_THE REQUEST_
Reproduce the material from its beginning through the line containing "103L155 103L152 98L148", swapping "wooden deck" for "timber deck" and leaving everything else untouched.

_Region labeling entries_

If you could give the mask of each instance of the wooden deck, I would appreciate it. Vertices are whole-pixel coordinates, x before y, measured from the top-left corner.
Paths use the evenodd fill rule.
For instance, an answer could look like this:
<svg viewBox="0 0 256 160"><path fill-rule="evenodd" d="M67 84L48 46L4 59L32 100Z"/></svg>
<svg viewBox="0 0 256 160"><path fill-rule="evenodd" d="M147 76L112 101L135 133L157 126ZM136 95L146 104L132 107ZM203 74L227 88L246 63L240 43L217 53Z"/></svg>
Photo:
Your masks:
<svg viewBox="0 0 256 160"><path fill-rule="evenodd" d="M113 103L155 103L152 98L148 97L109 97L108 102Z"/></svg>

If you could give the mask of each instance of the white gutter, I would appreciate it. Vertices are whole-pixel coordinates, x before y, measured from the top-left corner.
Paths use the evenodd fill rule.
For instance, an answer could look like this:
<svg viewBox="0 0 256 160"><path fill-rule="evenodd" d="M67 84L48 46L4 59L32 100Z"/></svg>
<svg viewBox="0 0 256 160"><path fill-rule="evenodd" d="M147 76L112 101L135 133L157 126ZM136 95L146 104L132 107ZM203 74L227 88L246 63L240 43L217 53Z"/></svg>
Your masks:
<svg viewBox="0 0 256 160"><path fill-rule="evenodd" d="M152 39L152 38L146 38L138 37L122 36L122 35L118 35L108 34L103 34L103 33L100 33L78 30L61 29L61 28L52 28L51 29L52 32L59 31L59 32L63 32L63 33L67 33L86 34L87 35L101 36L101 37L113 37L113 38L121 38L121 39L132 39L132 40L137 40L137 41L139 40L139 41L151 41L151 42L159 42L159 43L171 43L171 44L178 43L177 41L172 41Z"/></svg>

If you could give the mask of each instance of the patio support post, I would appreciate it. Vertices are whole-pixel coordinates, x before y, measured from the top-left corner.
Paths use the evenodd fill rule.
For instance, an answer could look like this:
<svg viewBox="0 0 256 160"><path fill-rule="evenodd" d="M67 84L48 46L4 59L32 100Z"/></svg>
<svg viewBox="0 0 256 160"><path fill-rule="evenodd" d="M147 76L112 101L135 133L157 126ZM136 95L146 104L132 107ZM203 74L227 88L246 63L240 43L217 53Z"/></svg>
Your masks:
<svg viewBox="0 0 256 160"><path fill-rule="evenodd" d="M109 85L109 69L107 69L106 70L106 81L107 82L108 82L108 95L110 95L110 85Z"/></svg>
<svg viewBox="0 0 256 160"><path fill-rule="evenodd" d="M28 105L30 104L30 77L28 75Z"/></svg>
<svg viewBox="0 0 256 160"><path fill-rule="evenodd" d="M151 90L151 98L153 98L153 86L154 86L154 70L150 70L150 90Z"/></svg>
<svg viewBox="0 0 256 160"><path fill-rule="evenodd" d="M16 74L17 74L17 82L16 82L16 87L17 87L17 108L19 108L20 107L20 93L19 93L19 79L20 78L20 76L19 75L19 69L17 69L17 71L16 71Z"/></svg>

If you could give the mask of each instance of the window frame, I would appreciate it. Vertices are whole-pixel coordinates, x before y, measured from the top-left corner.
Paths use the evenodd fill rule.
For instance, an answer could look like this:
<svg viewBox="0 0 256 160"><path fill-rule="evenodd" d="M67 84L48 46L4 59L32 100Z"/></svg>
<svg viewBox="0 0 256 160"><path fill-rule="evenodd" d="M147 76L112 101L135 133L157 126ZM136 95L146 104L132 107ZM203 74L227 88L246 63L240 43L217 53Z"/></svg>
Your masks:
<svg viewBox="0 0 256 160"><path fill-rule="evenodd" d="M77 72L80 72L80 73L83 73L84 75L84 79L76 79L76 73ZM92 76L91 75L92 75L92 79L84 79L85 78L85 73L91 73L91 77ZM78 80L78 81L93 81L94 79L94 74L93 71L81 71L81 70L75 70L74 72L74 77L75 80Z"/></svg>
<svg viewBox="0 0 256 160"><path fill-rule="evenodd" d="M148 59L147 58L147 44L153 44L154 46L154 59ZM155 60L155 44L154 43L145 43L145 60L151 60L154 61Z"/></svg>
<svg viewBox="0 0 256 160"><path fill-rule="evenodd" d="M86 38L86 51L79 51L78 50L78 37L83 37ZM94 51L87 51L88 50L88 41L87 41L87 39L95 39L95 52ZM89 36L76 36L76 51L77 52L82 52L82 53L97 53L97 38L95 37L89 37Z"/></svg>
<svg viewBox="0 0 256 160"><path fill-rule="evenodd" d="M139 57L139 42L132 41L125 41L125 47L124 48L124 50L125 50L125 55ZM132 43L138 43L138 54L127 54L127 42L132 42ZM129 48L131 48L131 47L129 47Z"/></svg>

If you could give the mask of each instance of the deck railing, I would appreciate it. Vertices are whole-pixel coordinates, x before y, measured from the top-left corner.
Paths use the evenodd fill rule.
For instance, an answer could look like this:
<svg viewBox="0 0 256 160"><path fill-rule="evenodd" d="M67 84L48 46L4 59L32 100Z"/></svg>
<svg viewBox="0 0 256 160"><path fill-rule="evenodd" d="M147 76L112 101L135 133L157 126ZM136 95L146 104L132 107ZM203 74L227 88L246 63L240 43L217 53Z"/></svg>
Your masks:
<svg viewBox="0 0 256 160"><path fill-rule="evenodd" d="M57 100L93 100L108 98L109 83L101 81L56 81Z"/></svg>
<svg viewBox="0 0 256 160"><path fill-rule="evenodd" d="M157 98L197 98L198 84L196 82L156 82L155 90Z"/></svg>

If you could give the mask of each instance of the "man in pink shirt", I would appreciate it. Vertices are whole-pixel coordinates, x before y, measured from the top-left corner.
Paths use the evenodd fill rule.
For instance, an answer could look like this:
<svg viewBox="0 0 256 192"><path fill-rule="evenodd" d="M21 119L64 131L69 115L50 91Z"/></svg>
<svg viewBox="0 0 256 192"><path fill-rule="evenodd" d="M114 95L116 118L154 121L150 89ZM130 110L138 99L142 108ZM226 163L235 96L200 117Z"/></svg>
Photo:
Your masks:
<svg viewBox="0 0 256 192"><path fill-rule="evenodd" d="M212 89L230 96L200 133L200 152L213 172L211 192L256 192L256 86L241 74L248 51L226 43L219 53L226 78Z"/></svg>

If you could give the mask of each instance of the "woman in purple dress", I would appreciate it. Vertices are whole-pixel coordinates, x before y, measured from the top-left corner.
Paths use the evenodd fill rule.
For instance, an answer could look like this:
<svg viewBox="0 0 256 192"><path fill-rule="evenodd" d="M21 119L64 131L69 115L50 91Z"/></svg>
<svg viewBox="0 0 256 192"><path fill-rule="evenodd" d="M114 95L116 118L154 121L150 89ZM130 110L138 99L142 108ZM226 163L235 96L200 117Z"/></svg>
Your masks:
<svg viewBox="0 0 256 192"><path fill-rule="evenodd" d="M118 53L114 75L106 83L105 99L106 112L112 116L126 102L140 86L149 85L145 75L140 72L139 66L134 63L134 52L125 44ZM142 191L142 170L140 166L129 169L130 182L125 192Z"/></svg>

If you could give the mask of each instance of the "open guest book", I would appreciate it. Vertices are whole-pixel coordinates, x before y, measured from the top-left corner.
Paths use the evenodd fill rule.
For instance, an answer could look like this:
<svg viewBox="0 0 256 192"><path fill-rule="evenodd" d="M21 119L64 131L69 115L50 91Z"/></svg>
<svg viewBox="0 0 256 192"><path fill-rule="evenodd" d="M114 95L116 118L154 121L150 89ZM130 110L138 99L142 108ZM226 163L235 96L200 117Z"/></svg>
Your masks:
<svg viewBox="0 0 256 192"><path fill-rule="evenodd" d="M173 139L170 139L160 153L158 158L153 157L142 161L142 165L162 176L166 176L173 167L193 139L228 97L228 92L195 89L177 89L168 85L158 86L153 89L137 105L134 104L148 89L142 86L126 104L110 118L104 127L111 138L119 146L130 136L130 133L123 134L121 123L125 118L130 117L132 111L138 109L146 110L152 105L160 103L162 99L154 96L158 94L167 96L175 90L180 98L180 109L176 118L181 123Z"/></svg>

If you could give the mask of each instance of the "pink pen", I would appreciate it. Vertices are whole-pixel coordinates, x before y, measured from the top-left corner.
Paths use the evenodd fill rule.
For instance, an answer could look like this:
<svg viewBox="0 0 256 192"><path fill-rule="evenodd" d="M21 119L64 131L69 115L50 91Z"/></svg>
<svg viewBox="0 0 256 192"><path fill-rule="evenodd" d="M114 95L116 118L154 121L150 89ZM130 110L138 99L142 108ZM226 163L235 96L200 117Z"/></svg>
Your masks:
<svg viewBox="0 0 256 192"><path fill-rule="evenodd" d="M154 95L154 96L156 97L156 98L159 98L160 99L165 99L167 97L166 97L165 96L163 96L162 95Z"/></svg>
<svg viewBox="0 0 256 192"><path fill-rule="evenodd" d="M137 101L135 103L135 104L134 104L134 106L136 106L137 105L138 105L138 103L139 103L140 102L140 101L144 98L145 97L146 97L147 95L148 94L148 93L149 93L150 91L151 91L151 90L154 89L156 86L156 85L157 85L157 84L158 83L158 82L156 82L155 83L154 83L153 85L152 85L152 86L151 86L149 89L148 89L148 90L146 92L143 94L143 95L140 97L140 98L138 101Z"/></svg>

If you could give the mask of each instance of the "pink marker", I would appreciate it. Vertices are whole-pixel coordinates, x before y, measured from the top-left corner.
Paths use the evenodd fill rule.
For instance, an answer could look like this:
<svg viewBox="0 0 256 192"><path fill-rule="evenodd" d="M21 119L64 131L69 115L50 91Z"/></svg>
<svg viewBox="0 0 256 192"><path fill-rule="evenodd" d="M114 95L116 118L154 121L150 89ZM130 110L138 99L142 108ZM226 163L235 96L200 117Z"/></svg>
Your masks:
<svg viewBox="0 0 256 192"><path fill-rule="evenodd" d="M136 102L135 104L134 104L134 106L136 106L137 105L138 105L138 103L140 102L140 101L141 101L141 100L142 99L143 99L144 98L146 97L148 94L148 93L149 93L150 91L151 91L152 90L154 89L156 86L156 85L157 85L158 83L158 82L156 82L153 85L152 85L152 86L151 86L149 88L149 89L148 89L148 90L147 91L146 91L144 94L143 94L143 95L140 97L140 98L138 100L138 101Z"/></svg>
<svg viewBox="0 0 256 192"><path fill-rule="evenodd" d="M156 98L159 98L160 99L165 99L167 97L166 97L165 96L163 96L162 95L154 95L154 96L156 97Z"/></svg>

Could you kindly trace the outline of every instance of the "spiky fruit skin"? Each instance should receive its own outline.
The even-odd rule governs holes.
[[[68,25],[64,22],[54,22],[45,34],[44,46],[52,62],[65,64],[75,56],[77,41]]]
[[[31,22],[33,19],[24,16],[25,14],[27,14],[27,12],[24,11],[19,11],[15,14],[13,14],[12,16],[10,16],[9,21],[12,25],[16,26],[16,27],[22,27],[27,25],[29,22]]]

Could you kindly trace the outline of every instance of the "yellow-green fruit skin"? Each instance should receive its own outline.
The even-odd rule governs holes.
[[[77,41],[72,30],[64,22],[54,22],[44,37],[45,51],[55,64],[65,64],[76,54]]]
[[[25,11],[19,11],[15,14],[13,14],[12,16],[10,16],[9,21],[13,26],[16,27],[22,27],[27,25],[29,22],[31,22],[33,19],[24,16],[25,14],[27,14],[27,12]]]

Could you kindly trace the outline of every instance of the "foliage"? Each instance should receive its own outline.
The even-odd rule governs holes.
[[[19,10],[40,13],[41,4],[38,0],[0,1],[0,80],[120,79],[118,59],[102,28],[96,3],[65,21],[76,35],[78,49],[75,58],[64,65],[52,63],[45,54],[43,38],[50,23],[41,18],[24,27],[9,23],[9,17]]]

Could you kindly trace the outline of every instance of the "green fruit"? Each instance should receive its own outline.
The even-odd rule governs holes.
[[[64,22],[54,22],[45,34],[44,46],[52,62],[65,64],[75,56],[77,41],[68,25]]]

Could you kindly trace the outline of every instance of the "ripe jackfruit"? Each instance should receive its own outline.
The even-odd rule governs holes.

_COMPLETE ANSWER_
If you could give the mask of each instance of the timber deck, I would appreciate it. Vertices are whole-pixel coordinates, x before y, measured from the top-left corner.
Paths use the evenodd fill rule.
For instance, an answer could look like this:
<svg viewBox="0 0 256 160"><path fill-rule="evenodd" d="M67 84L48 46L4 59L32 100Z"/></svg>
<svg viewBox="0 0 256 160"><path fill-rule="evenodd" d="M147 76L112 101L135 133L157 126ZM136 95L146 104L132 107ZM203 74L227 88L246 63L240 43L217 53Z"/></svg>
Photo:
Your masks:
<svg viewBox="0 0 256 160"><path fill-rule="evenodd" d="M113 103L155 103L152 98L148 97L109 97L108 102Z"/></svg>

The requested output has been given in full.